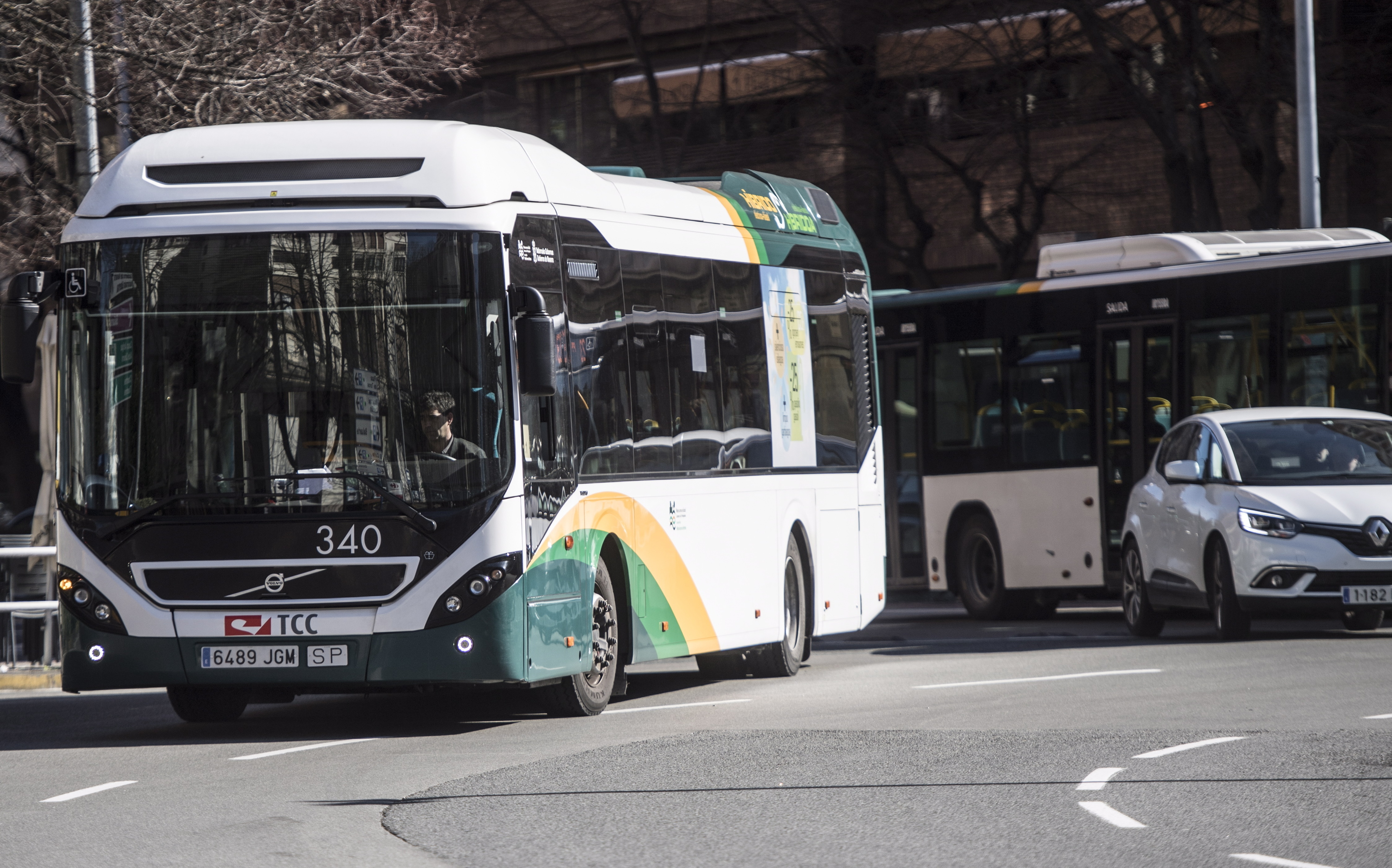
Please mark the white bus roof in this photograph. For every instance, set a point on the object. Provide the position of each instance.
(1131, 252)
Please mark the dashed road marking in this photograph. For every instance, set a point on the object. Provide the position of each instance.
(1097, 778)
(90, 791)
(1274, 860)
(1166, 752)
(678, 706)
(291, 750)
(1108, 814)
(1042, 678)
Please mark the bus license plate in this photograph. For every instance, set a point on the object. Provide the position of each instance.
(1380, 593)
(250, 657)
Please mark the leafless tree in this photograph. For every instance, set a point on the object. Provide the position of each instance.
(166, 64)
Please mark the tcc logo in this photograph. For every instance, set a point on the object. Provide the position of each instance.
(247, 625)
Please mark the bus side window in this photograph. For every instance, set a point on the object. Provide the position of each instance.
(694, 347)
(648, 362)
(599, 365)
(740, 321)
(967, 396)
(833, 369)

□ □ □ □ □

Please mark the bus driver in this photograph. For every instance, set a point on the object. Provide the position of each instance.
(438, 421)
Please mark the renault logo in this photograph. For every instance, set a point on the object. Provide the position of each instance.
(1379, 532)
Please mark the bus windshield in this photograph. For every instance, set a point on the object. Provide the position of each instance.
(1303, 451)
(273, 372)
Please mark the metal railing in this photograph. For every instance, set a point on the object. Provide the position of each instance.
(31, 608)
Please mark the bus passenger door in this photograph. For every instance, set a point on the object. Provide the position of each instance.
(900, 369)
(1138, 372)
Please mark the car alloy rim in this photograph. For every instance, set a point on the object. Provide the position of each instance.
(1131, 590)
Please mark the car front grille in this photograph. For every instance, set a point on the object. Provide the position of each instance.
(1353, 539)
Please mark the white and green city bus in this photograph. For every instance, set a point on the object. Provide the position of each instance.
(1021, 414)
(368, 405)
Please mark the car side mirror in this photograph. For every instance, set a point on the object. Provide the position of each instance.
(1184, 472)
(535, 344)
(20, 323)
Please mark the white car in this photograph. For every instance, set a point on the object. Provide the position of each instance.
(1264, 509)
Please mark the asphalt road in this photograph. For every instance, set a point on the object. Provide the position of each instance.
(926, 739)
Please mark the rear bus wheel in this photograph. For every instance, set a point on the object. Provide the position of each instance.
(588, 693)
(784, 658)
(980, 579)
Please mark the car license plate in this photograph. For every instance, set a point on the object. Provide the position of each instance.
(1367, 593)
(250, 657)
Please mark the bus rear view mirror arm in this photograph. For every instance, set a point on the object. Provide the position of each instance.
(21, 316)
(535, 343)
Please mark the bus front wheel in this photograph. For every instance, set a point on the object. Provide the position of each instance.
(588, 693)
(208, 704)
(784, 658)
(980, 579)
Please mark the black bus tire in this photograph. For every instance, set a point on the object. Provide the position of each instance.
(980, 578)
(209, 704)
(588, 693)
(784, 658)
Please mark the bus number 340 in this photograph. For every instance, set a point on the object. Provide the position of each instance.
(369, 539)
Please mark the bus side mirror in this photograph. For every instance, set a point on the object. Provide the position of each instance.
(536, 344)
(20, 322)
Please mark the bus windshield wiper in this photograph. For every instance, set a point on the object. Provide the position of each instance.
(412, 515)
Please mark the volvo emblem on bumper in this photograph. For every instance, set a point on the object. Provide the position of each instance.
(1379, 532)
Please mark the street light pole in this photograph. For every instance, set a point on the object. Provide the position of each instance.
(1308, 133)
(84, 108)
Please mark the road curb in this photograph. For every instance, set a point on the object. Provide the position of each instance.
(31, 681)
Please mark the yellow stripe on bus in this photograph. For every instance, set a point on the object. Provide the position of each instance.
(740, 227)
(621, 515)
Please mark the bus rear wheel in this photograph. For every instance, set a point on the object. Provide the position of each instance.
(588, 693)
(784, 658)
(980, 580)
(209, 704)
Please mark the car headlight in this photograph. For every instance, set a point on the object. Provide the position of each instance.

□ □ □ □ □

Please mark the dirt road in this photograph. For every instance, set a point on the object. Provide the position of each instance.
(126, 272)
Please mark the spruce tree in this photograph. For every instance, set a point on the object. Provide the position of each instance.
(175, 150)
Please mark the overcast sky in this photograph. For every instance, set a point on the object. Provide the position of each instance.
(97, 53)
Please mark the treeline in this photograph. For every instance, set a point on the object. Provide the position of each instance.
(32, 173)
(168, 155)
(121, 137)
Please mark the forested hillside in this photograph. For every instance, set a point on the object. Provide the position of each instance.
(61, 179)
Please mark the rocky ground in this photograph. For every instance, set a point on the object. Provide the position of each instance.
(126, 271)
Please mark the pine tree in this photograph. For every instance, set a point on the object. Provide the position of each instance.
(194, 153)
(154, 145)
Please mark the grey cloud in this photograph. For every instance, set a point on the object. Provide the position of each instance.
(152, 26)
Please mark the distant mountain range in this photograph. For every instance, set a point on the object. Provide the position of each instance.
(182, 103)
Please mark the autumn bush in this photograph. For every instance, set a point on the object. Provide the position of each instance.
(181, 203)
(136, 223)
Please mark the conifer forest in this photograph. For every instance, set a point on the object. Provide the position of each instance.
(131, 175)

□ □ □ □ □

What the exercise asks:
Locate and copy every line of the data above that contains the string "rear". Case counts.

Answer to the task:
Please mark the rear bus wheel in this photograph. For every instance, set a point on the object. Provide the position of each instance.
Please mark the bus rear view mirror arm in this photograph. For every instance, set a point on the object. Provide the position of each instance.
Please mark the bus rear wheel in this photograph. For every instance, set a point on the object. Provide the position of each instance.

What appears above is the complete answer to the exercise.